Find each line in the bounding-box records below that contains the word "hull", and copy every such line. Letter case matters.

Bounding-box records
= = = =

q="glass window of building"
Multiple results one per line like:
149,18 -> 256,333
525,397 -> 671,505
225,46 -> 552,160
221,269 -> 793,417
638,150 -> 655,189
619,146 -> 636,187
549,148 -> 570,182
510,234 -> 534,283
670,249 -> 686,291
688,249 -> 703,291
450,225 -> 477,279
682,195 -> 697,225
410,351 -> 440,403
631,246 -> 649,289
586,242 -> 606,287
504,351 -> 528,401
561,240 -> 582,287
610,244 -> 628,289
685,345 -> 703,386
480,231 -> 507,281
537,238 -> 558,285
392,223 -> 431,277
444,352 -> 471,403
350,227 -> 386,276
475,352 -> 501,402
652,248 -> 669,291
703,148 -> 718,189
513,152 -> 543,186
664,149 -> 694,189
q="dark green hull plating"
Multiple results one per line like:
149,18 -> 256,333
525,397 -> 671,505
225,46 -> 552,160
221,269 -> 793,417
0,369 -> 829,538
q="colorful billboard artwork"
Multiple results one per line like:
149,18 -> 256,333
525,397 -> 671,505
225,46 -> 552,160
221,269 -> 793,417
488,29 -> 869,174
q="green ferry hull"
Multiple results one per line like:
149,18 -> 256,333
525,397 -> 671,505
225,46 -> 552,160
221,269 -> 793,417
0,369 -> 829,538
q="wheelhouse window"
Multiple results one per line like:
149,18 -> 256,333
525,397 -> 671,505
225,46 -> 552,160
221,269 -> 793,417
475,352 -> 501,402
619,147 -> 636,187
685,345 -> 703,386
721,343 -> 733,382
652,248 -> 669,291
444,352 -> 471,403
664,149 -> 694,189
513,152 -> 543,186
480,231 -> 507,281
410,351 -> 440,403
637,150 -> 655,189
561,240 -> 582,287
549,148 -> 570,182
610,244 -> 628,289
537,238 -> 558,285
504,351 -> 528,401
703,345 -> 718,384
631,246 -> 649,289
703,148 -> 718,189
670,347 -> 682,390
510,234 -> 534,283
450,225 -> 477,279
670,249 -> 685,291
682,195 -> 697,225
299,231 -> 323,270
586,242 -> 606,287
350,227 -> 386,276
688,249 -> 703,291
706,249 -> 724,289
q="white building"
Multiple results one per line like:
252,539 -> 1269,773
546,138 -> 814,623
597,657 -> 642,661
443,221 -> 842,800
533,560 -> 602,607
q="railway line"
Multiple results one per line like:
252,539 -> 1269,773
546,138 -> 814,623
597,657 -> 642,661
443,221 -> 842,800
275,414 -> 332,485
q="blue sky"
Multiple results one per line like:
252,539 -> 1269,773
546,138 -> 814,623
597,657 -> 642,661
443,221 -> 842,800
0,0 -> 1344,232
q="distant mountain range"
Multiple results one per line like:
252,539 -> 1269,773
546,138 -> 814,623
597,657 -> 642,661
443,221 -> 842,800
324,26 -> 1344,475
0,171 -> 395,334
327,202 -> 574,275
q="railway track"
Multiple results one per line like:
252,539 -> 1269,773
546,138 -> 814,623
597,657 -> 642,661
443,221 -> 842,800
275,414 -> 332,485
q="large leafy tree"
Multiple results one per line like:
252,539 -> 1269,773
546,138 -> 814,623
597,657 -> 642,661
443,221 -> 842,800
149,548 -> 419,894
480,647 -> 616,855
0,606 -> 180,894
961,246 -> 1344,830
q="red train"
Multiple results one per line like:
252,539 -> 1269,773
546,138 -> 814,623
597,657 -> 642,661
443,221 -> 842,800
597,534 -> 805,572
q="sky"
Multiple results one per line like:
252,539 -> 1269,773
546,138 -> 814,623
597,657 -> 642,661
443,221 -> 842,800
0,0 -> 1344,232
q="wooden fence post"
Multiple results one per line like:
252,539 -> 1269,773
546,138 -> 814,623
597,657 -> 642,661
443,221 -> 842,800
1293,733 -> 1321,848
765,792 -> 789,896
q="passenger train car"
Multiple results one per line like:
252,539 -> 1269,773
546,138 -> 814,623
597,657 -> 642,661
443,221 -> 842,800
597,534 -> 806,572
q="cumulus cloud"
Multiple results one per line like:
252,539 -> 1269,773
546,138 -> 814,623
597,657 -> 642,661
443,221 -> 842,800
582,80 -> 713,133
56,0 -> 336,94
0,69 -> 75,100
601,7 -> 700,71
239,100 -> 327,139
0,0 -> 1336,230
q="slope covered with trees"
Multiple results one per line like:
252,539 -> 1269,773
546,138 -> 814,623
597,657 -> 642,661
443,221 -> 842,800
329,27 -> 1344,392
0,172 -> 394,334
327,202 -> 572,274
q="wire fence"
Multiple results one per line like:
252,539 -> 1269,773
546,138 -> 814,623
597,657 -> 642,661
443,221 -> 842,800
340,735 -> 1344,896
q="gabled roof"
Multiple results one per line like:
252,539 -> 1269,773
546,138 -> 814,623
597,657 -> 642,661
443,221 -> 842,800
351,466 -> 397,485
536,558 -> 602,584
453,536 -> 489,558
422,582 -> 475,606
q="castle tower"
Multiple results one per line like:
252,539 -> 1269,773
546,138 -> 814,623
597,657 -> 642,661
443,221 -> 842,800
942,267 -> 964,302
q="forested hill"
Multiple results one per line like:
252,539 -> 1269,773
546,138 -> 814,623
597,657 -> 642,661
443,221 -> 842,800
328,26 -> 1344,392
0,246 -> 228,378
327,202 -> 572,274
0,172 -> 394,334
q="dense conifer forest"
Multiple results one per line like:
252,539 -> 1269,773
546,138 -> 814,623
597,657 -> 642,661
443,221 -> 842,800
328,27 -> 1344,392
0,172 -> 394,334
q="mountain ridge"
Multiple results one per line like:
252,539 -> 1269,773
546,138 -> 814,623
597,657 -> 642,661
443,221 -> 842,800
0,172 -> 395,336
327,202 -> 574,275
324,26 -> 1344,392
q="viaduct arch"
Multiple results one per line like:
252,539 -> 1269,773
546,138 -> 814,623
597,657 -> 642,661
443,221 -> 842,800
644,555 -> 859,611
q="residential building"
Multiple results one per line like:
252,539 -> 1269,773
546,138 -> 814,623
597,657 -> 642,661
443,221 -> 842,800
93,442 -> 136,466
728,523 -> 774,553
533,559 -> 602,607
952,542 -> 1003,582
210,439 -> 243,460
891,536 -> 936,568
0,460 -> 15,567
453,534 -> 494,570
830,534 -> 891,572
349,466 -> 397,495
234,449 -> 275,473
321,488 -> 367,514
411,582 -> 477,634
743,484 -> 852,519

= = = =

RESULT OF THIS TASK.
q="dark green hull plating"
q="green ferry hull"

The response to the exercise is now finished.